> **PAGE TEXT**:
_ _ _ _ _ _ _

U.S. Mexico Border in San Ysidro

Traffic South of the 54

Traffic congestion continues to worsen in the South Bay as more people move in, but still commute elsewhere to work. Within the next decade SANDAG hopes to create more bus service, more freeway lanes and even a third border crossing just east of Otay Mesa.

Meanwhile, San Diego County owns quite a bit of land along the U.S.-Mexico border in Otay Mesa East. To relieve congestion, they want more businesses to locate here so that, for example, South Bay residents will drive south each morning, rather than north.

Otay Mesa

Otay Mesa East has been building warehouses and industrial complexes for about a decade, but it’s been hard to get companies to come to the border and set up shop. This week, Murphy Development begins a $18.3 million industrial project at Siempre Viva Business Park. The building will be 121,970 square feet and they are already scouting for tenants.

National City’s Roundabout

To relieve traffic congestion and pollution, the old adage is — build roundabouts. It’s safer too because vehicles slow down. National City is creating a roundabout at 12th & D that is scheduled to open next month. They even have a YouTube demonstration of what it will look like.

Otay Water District

You may remember my series on the Otay Water District that included a fairly comprehensive account of their recycling facility. This week General Manager of the Otay Water District, Mark Watton, announced that the City of San Diego plans to increase recycled water rates in his water district and that the total bill will overcharge OWD customers by $1.2 million. He also said that the reason was so the City of San Diego could subsidize customers of recycled water in the North.

Last week, a Fair Water Rates Coalition (which included Mayor Mary Salas, Councilman David Alvarez, SD Supervisor Greg Cox, State Senator Ben Hueso and many others) came together to oppose what the OWD’s press release said was “the City of San Diego’s proposal to overcharge South Bay and East County in order to subsidize and undercharge the City of San Diego itself and other recycled water customers in the North of the City.”

VOSD reported, however, that the City of San Diego plans to raise water rates by 40% in the next five years. This week, Ry Rivard found that Oceanside water customers will pay an extra 18.9% in water rate increases. Other water districts will also be raising rates. An interesting tidbit about rate increases, which have more than doubled for most customers in SD County over the past 25 years: they have quite possibly worked. San Diego County uses the same amount of water annually as it did in the early 1990s even though there are more people living here.

The Border

Liam Dillon from the VOSD wrote an excellent report about the border for The Washington Times. He highlighted the push-and-pull bipartisan debates between keeping the border more open for commerce and trade versus securing the border against drug smuggling and immigration. Dillon’s headline made it clear that San Diegans choose open commerce over security. As we locals already know, 98-99% of commerce & trade between the U.S. and Mexico is legal and vital for our economy. By focusing on the 1-2% of illegal commerce & trade, we impede our own economic vitality (jobs & commerce) as well as our human rights and freedoms.

_ _ _ _ _ _ _

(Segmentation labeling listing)
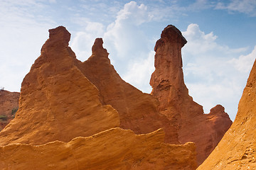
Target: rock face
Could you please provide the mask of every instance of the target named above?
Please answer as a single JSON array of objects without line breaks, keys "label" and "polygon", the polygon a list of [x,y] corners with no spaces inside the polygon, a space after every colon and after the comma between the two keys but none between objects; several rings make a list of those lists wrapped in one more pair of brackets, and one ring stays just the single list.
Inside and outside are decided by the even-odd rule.
[{"label": "rock face", "polygon": [[209,114],[203,114],[203,107],[188,95],[181,60],[181,47],[186,43],[175,26],[164,28],[155,45],[156,69],[150,85],[153,88],[151,94],[159,101],[161,113],[178,130],[179,141],[196,143],[200,164],[213,150],[232,121],[221,106],[212,108]]},{"label": "rock face", "polygon": [[[195,145],[164,143],[164,130],[110,129],[65,143],[0,147],[1,169],[195,169]],[[9,157],[11,155],[11,157]],[[24,157],[26,155],[26,157]]]},{"label": "rock face", "polygon": [[[164,143],[178,142],[176,129],[159,112],[157,99],[119,78],[101,39],[88,62],[81,62],[64,27],[49,33],[22,82],[16,115],[0,132],[1,169],[196,168],[194,143]],[[135,135],[117,128],[120,123],[136,133],[151,133]],[[152,132],[159,127],[164,130]]]},{"label": "rock face", "polygon": [[256,62],[234,123],[198,169],[256,169]]},{"label": "rock face", "polygon": [[119,126],[117,112],[101,104],[97,88],[75,66],[68,31],[60,26],[49,33],[22,82],[16,117],[0,132],[0,145],[68,142]]},{"label": "rock face", "polygon": [[177,131],[166,115],[159,113],[159,101],[123,81],[108,58],[102,47],[102,38],[97,38],[92,55],[85,62],[76,61],[76,65],[100,91],[103,105],[111,105],[120,118],[120,128],[136,134],[148,133],[164,128],[165,142],[179,144]]},{"label": "rock face", "polygon": [[19,93],[0,90],[0,131],[14,118],[18,108]]}]

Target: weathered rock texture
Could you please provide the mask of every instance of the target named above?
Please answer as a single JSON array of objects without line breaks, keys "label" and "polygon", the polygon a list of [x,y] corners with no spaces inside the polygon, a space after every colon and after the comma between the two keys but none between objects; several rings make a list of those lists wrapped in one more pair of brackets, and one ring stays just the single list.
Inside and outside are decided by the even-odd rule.
[{"label": "weathered rock texture", "polygon": [[68,142],[119,126],[116,110],[101,104],[97,88],[75,66],[68,31],[60,26],[49,33],[22,82],[19,109],[1,132],[0,145]]},{"label": "weathered rock texture", "polygon": [[234,123],[199,169],[256,169],[256,62]]},{"label": "weathered rock texture", "polygon": [[[196,168],[195,144],[164,142],[178,142],[176,132],[171,131],[175,128],[159,113],[156,98],[119,78],[101,39],[82,63],[68,47],[70,35],[64,27],[49,33],[21,84],[16,115],[0,132],[1,169]],[[116,128],[120,122],[137,133],[164,130],[135,135]]]},{"label": "weathered rock texture", "polygon": [[[164,130],[114,128],[68,143],[0,147],[1,169],[195,169],[195,145],[164,143]],[[11,157],[10,157],[11,155]]]},{"label": "weathered rock texture", "polygon": [[85,62],[76,61],[76,65],[100,91],[101,102],[115,108],[120,118],[120,128],[132,130],[136,134],[153,132],[163,128],[165,141],[179,144],[177,131],[166,115],[159,110],[159,101],[123,81],[108,58],[102,47],[102,39],[97,38],[92,55]]},{"label": "weathered rock texture", "polygon": [[178,130],[179,141],[196,142],[200,164],[213,150],[232,121],[221,106],[216,106],[210,114],[203,114],[203,107],[188,95],[181,60],[181,47],[186,43],[175,26],[164,28],[155,45],[156,69],[150,84],[151,94],[159,100],[161,113]]},{"label": "weathered rock texture", "polygon": [[19,93],[0,90],[0,131],[14,118],[18,108]]}]

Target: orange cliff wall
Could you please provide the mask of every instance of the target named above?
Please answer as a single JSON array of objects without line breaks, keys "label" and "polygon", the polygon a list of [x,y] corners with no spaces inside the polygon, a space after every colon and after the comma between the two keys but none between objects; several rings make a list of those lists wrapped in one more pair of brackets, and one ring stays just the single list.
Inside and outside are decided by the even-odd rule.
[{"label": "orange cliff wall", "polygon": [[0,132],[0,145],[68,142],[119,126],[116,110],[101,104],[97,88],[74,65],[68,31],[49,33],[22,82],[16,117]]},{"label": "orange cliff wall", "polygon": [[201,169],[256,169],[256,62],[234,123]]},{"label": "orange cliff wall", "polygon": [[[0,132],[1,169],[196,168],[193,143],[164,142],[164,131],[169,130],[166,127],[170,125],[163,123],[161,119],[168,119],[159,113],[159,103],[153,96],[137,90],[136,93],[141,94],[138,97],[148,100],[139,106],[154,112],[142,113],[137,110],[133,112],[137,115],[125,121],[133,123],[134,128],[137,127],[136,121],[140,123],[138,118],[146,119],[149,115],[156,118],[151,120],[153,128],[145,123],[146,126],[139,125],[137,130],[150,131],[158,127],[164,130],[135,135],[116,128],[124,117],[104,103],[100,90],[80,69],[79,62],[68,47],[70,34],[63,26],[49,33],[41,55],[21,84],[16,116]],[[133,98],[127,96],[130,102]],[[139,109],[137,104],[127,106],[132,110]],[[129,119],[129,115],[123,116]],[[154,124],[154,120],[157,123]],[[174,141],[177,140],[175,135]]]},{"label": "orange cliff wall", "polygon": [[232,121],[221,106],[212,108],[210,114],[204,114],[203,106],[188,95],[181,59],[181,47],[186,42],[175,26],[164,28],[155,45],[155,71],[150,85],[151,94],[159,101],[161,113],[178,130],[179,141],[196,143],[200,164],[218,144]]}]

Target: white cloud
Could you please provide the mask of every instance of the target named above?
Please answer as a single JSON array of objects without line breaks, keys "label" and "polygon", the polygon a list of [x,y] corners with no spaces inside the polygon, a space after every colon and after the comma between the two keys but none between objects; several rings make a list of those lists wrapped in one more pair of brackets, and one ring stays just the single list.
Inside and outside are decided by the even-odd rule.
[{"label": "white cloud", "polygon": [[0,1],[1,86],[19,91],[21,81],[40,55],[53,21],[34,12],[45,6],[37,1]]},{"label": "white cloud", "polygon": [[256,46],[251,53],[247,55],[240,55],[238,59],[233,58],[229,61],[235,69],[241,72],[248,72],[252,67],[256,58]]},{"label": "white cloud", "polygon": [[77,58],[85,61],[92,55],[92,47],[95,38],[102,37],[105,28],[102,23],[89,21],[87,18],[78,18],[74,21],[83,31],[75,33],[70,42],[70,47]]},{"label": "white cloud", "polygon": [[189,25],[182,33],[188,40],[182,54],[189,94],[204,106],[206,113],[222,104],[234,119],[255,48],[250,55],[241,55],[247,47],[231,49],[220,45],[213,32],[205,33],[197,24]]},{"label": "white cloud", "polygon": [[144,92],[150,93],[152,89],[149,86],[151,74],[154,70],[154,51],[150,51],[148,57],[139,57],[129,64],[128,72],[124,76],[124,80]]},{"label": "white cloud", "polygon": [[129,69],[127,63],[142,56],[142,60],[146,57],[150,50],[149,40],[141,26],[151,19],[146,6],[131,1],[124,5],[114,22],[108,26],[103,37],[105,45],[112,63],[119,63],[114,67],[121,76]]}]

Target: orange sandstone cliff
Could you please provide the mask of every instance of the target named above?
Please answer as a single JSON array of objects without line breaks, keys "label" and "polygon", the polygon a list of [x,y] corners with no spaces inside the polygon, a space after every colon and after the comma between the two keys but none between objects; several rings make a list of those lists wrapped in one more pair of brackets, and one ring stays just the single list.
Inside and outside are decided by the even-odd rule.
[{"label": "orange sandstone cliff", "polygon": [[[193,143],[164,143],[168,127],[176,129],[168,124],[166,115],[159,113],[157,100],[137,89],[130,94],[127,91],[123,101],[116,94],[110,98],[105,97],[100,86],[93,84],[95,83],[93,79],[87,74],[85,67],[88,66],[77,60],[68,47],[70,38],[68,31],[60,26],[49,30],[49,39],[43,45],[41,56],[21,84],[16,115],[0,132],[1,169],[196,168]],[[100,45],[100,50],[104,50],[101,42]],[[95,47],[97,49],[97,42],[90,60],[94,55],[100,55],[97,52],[95,53]],[[112,66],[107,58],[105,60],[107,62],[100,60],[99,62],[102,64],[102,69],[107,72],[107,68]],[[105,67],[105,64],[107,67]],[[145,102],[140,101],[139,106],[145,107],[149,113],[142,113],[142,108],[137,104],[129,103],[137,97],[146,99]],[[116,98],[122,102],[120,106],[117,101],[113,101],[115,106],[108,105],[110,101]],[[117,110],[122,111],[120,108],[123,103],[127,103],[123,106],[125,110],[133,111],[118,113]],[[152,110],[153,113],[149,112]],[[129,120],[130,116],[133,117]],[[149,120],[147,116],[156,120],[151,120],[151,124],[139,120]],[[135,123],[142,123],[143,125],[135,126]],[[152,128],[147,127],[151,125]],[[130,130],[117,128],[119,125],[133,128],[136,133],[159,127],[164,130],[159,129],[151,133],[135,135]],[[169,134],[171,133],[174,134],[172,140],[177,142],[176,132]]]},{"label": "orange sandstone cliff", "polygon": [[154,50],[155,71],[151,75],[151,94],[160,103],[159,110],[178,130],[181,143],[196,143],[197,160],[201,164],[232,124],[220,105],[204,114],[203,107],[188,95],[182,69],[181,47],[187,42],[174,26],[162,31]]},{"label": "orange sandstone cliff", "polygon": [[174,169],[196,168],[195,145],[164,143],[164,130],[134,135],[110,129],[69,142],[0,147],[1,169]]},{"label": "orange sandstone cliff", "polygon": [[256,169],[256,62],[234,123],[201,169]]},{"label": "orange sandstone cliff", "polygon": [[0,90],[0,131],[14,118],[18,108],[19,93]]},{"label": "orange sandstone cliff", "polygon": [[68,142],[119,126],[117,112],[74,64],[64,27],[49,30],[41,56],[25,76],[15,118],[0,132],[0,145]]}]

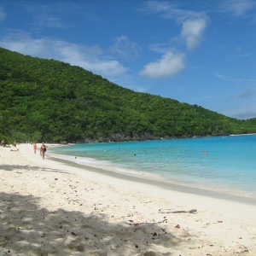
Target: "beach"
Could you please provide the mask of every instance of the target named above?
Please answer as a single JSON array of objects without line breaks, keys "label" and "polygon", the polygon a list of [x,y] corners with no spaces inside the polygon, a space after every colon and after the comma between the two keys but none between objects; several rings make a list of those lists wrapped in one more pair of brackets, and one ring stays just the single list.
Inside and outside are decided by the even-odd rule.
[{"label": "beach", "polygon": [[0,255],[256,255],[253,200],[43,160],[29,143],[0,147]]}]

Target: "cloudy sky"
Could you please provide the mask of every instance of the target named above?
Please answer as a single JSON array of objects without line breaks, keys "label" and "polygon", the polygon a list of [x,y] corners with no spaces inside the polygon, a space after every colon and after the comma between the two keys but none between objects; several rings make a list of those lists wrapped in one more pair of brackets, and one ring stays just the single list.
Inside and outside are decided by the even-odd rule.
[{"label": "cloudy sky", "polygon": [[254,0],[0,0],[0,47],[256,117]]}]

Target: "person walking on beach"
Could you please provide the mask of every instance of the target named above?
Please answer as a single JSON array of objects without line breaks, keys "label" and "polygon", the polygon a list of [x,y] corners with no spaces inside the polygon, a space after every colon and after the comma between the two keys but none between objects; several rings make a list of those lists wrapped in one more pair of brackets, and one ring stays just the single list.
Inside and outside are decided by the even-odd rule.
[{"label": "person walking on beach", "polygon": [[40,153],[41,153],[41,155],[43,157],[43,160],[44,160],[44,154],[45,154],[45,151],[46,151],[46,146],[44,145],[44,143],[43,143],[42,145],[41,145],[41,148],[40,148]]},{"label": "person walking on beach", "polygon": [[34,153],[36,154],[38,148],[37,143],[33,143],[33,148],[34,148]]}]

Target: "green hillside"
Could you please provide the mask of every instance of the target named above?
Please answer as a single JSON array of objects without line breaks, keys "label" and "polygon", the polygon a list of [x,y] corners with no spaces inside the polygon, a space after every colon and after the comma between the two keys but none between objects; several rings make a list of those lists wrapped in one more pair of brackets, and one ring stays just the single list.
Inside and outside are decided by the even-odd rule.
[{"label": "green hillside", "polygon": [[0,48],[0,139],[90,142],[256,132],[197,105],[122,88],[67,63]]}]

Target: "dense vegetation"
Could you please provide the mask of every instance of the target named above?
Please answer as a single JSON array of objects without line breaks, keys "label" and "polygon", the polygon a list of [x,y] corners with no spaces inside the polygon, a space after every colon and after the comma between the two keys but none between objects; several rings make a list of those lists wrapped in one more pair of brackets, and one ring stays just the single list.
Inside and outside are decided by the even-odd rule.
[{"label": "dense vegetation", "polygon": [[238,120],[135,92],[81,67],[0,48],[0,139],[88,142],[256,132]]}]

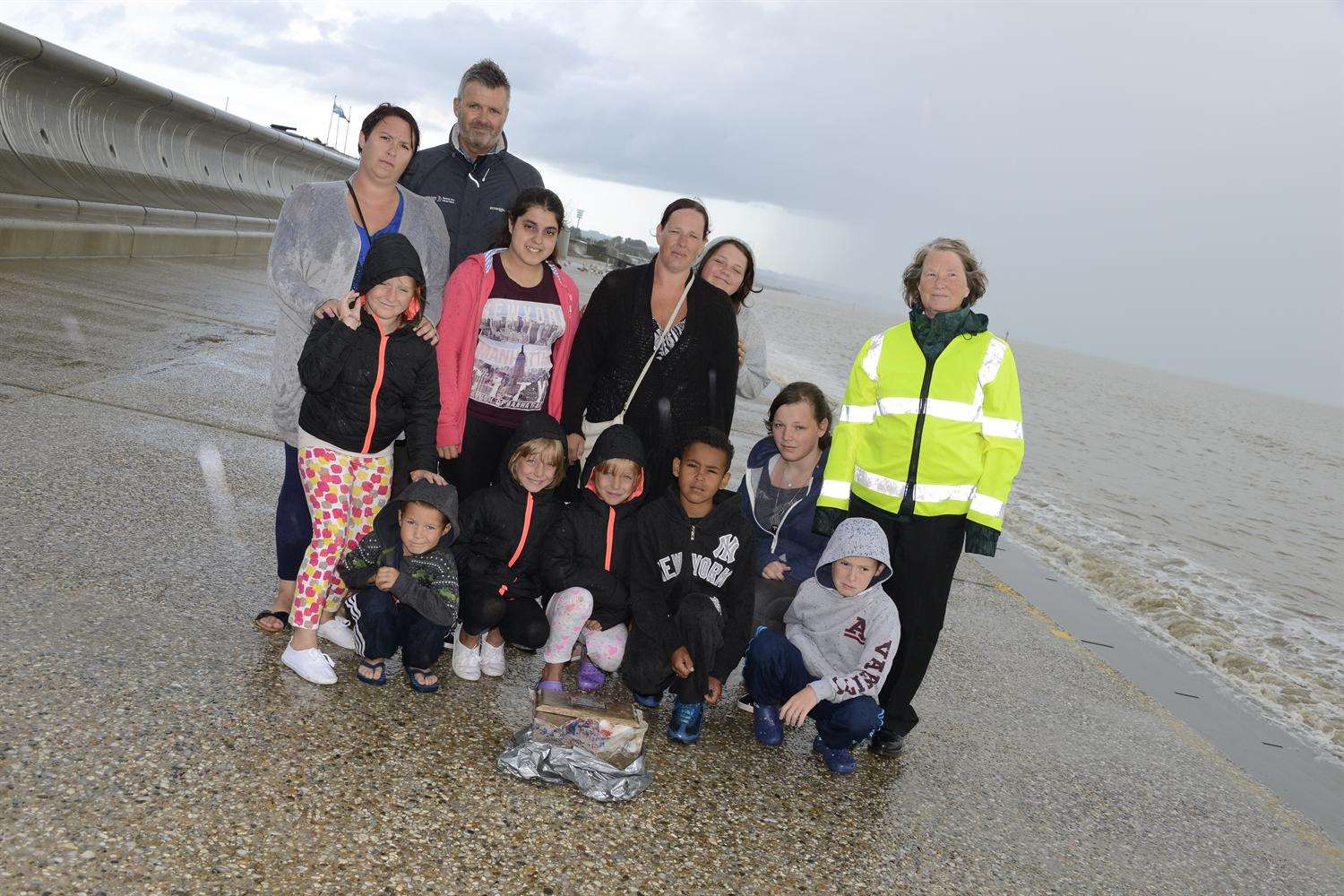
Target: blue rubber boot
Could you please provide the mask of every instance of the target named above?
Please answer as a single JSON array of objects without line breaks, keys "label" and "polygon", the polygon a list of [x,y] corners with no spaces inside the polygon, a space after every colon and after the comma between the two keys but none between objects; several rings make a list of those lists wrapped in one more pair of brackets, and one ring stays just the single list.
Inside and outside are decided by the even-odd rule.
[{"label": "blue rubber boot", "polygon": [[681,703],[679,697],[672,704],[672,719],[668,721],[668,740],[694,744],[700,739],[700,728],[703,725],[704,704]]},{"label": "blue rubber boot", "polygon": [[784,724],[780,723],[780,707],[757,705],[751,711],[751,715],[755,716],[755,724],[751,725],[751,731],[755,733],[758,743],[766,747],[778,747],[784,743]]},{"label": "blue rubber boot", "polygon": [[837,775],[848,775],[853,771],[853,754],[844,747],[832,750],[821,743],[821,735],[812,740],[812,752],[821,754],[821,758],[827,760],[827,768]]}]

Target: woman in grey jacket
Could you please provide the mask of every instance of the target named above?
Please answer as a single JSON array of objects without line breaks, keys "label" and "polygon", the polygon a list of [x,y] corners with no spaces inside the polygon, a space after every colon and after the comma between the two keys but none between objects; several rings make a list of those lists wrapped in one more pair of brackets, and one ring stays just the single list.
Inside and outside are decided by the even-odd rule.
[{"label": "woman in grey jacket", "polygon": [[[437,341],[434,325],[448,279],[448,228],[433,200],[396,185],[419,146],[419,126],[405,109],[383,103],[359,129],[359,167],[347,181],[301,184],[285,200],[270,243],[266,277],[280,306],[271,353],[270,392],[276,429],[285,442],[285,480],[276,502],[276,575],[269,610],[254,621],[262,631],[289,627],[294,579],[312,539],[312,521],[298,480],[298,355],[314,317],[333,317],[348,301],[368,253],[384,232],[405,234],[425,267],[425,317],[417,332]],[[319,634],[352,646],[349,629],[328,621]]]},{"label": "woman in grey jacket", "polygon": [[732,300],[738,316],[738,395],[755,398],[770,384],[765,369],[765,330],[747,308],[755,285],[755,255],[737,236],[723,236],[706,247],[696,275],[714,283]]}]

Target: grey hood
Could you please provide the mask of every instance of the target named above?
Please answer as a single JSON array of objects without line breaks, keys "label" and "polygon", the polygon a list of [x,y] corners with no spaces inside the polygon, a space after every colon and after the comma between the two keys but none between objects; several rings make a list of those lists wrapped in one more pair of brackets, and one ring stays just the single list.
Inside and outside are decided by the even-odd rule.
[{"label": "grey hood", "polygon": [[441,548],[446,548],[457,540],[457,533],[461,529],[461,525],[457,521],[457,489],[452,485],[434,485],[433,482],[419,480],[398,492],[396,497],[388,501],[387,505],[378,512],[378,516],[374,517],[374,529],[383,539],[383,544],[396,544],[401,541],[402,536],[398,531],[401,521],[398,516],[402,510],[402,505],[407,501],[429,504],[448,517],[449,529],[438,540],[438,545]]},{"label": "grey hood", "polygon": [[831,564],[840,557],[872,557],[882,564],[882,572],[872,576],[868,588],[875,588],[891,578],[891,552],[887,549],[887,536],[874,520],[849,517],[836,527],[827,541],[821,560],[817,562],[817,582],[828,588],[835,587],[831,578]]}]

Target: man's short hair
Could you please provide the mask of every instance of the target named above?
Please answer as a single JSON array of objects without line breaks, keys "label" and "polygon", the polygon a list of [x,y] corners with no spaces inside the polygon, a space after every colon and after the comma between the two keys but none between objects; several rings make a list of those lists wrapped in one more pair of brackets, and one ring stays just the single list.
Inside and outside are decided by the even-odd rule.
[{"label": "man's short hair", "polygon": [[681,445],[677,446],[677,458],[685,458],[685,450],[692,445],[708,445],[712,449],[719,449],[726,455],[724,465],[732,466],[732,441],[728,438],[727,433],[714,426],[698,426],[681,438]]},{"label": "man's short hair", "polygon": [[495,64],[493,59],[481,59],[480,62],[472,64],[470,69],[462,73],[462,81],[457,85],[457,98],[461,99],[462,94],[466,93],[466,85],[474,81],[476,83],[495,90],[496,87],[504,87],[504,94],[511,95],[512,87],[509,87],[508,77],[504,70]]}]

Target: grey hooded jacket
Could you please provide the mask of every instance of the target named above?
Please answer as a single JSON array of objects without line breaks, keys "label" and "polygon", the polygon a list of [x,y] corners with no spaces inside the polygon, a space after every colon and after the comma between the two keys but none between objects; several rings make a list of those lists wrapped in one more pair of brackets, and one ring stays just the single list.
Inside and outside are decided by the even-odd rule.
[{"label": "grey hooded jacket", "polygon": [[[399,514],[407,501],[438,508],[448,519],[448,531],[425,553],[407,553],[402,544]],[[457,489],[423,480],[411,482],[378,512],[372,532],[341,557],[336,571],[345,587],[359,591],[372,583],[379,567],[394,567],[401,575],[388,592],[434,625],[453,627],[457,625],[458,583],[450,545],[460,528]]]},{"label": "grey hooded jacket", "polygon": [[[434,203],[398,189],[405,199],[398,232],[411,240],[421,258],[425,317],[438,322],[448,282],[448,228]],[[289,445],[298,445],[298,408],[304,403],[298,356],[313,328],[313,313],[327,300],[349,292],[359,263],[359,231],[345,196],[343,180],[294,187],[270,240],[266,278],[280,308],[270,363],[271,415]]]},{"label": "grey hooded jacket", "polygon": [[[882,572],[867,590],[847,598],[835,590],[831,564],[840,557],[872,557]],[[784,614],[785,637],[802,654],[818,700],[843,703],[875,696],[891,672],[900,642],[900,617],[882,583],[891,578],[887,537],[872,520],[851,517],[836,527],[821,552],[817,575],[802,583]]]}]

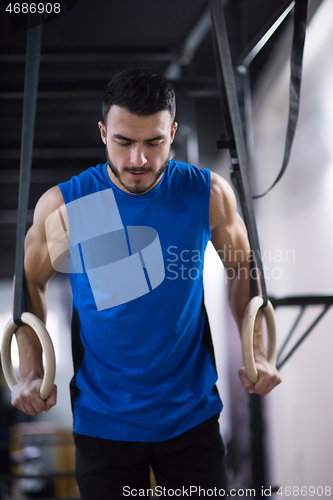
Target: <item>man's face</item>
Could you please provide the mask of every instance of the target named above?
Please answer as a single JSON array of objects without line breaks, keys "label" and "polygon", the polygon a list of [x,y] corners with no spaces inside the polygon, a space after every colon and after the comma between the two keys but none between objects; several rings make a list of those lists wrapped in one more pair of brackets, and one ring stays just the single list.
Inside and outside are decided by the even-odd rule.
[{"label": "man's face", "polygon": [[111,106],[107,124],[98,123],[106,145],[109,176],[123,191],[143,194],[161,180],[177,124],[169,111],[138,116]]}]

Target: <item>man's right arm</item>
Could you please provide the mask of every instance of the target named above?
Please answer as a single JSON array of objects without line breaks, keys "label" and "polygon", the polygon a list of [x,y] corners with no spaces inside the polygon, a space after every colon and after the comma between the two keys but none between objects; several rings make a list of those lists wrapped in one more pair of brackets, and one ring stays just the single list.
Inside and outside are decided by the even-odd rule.
[{"label": "man's right arm", "polygon": [[[55,274],[49,256],[45,221],[64,205],[60,189],[55,186],[38,201],[33,225],[25,238],[24,271],[27,281],[30,312],[46,323],[47,283]],[[43,379],[42,349],[35,332],[28,325],[16,331],[19,349],[19,382],[12,390],[12,404],[28,415],[48,411],[56,404],[57,388],[54,385],[46,401],[39,397]]]}]

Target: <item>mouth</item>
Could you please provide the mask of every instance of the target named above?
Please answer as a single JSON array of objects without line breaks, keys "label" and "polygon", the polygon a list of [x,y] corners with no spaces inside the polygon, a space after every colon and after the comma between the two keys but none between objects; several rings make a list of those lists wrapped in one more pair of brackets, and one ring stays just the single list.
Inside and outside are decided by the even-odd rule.
[{"label": "mouth", "polygon": [[128,174],[134,179],[140,179],[145,175],[149,174],[149,170],[141,170],[141,171],[128,170]]}]

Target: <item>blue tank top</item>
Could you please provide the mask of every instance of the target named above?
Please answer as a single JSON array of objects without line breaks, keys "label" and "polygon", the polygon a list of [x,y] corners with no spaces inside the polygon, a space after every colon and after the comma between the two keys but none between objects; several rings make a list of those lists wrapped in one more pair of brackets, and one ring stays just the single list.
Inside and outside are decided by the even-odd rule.
[{"label": "blue tank top", "polygon": [[142,195],[107,164],[59,184],[69,220],[74,431],[162,441],[222,410],[203,305],[210,172],[170,161]]}]

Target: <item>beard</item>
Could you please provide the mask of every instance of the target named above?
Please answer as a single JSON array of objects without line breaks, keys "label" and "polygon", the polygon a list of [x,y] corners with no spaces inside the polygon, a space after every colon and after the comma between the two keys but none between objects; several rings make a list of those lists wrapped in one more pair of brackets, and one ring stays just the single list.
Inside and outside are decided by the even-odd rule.
[{"label": "beard", "polygon": [[[119,172],[119,170],[115,166],[115,164],[111,161],[111,159],[109,157],[108,150],[106,148],[106,159],[107,159],[107,162],[109,164],[111,172],[118,179],[118,181],[120,182],[120,184],[122,186],[124,186],[124,188],[126,188],[126,190],[129,193],[131,193],[131,194],[144,194],[144,193],[147,193],[147,191],[149,191],[150,189],[152,189],[152,187],[157,183],[159,177],[161,177],[161,175],[163,174],[163,172],[167,169],[168,164],[169,164],[169,157],[170,157],[170,151],[168,152],[168,156],[165,159],[165,161],[162,163],[162,165],[160,166],[160,168],[157,170],[153,181],[148,186],[143,186],[143,187],[136,186],[136,187],[132,187],[132,186],[128,186],[123,181],[122,174]],[[124,167],[123,172],[126,172],[126,171],[127,172],[153,172],[153,170],[154,170],[153,168]]]}]

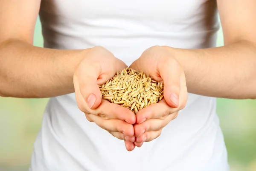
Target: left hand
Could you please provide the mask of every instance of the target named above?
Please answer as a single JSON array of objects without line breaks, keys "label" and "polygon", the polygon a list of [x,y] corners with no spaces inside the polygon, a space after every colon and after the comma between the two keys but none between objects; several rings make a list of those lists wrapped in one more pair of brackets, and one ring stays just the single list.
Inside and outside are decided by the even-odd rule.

_ _ _ _ _ _ _

> **EXERCISES TO COMPLETE**:
[A] According to the South Bay roundup, how large will Murphy Development's building at Siempre Viva Business Park be?
[B] Carry on the South Bay roundup past its final sentence.

> **EXERCISE RESPONSES**:
[A] 121,970 square feet

[B]
Sandra Dibble at the Union-Tribune dug deeper into Tijuana’s campaign for “sex tourism”. While Tijuana’s “business of sex” near the U.S. border has been well-known since the days of Prohibition, Tijuana’s infrastructure has always been neglected. Maybe some of those enjoying the controversial sex tourism could use the tunnels to get there and back faster. Until then, Dibble also reported that Tijuana is overhauling their rapid transit system.

Tijuana’s art & culture scene continues to flourish. Artists have again been in the news. LA Times reporter Carolina Miranda writes about TJ China and Gerardo Yepiz’s cross-border art.

Imperial Beach

The I.B. Local News hasn’t raised enough revenue to continue their print version. The editor, Ed Kravitz, wants community members to take a poll to decide if the I.B. Local News should continue or fold.

Vincent Farnsworth reports at the San Diego Reader that a former salt flat near Imperial Beach will finally be developed. It will combine economic development and nature preservation. Community members, however, worry that the public has not been engaged enough to make sure the development vs. environment issues are addressed.

Marty Graham reports that IB has a larger swarm of mosquitoes than in years past due to more standing water than normal — a result of unusually high tides.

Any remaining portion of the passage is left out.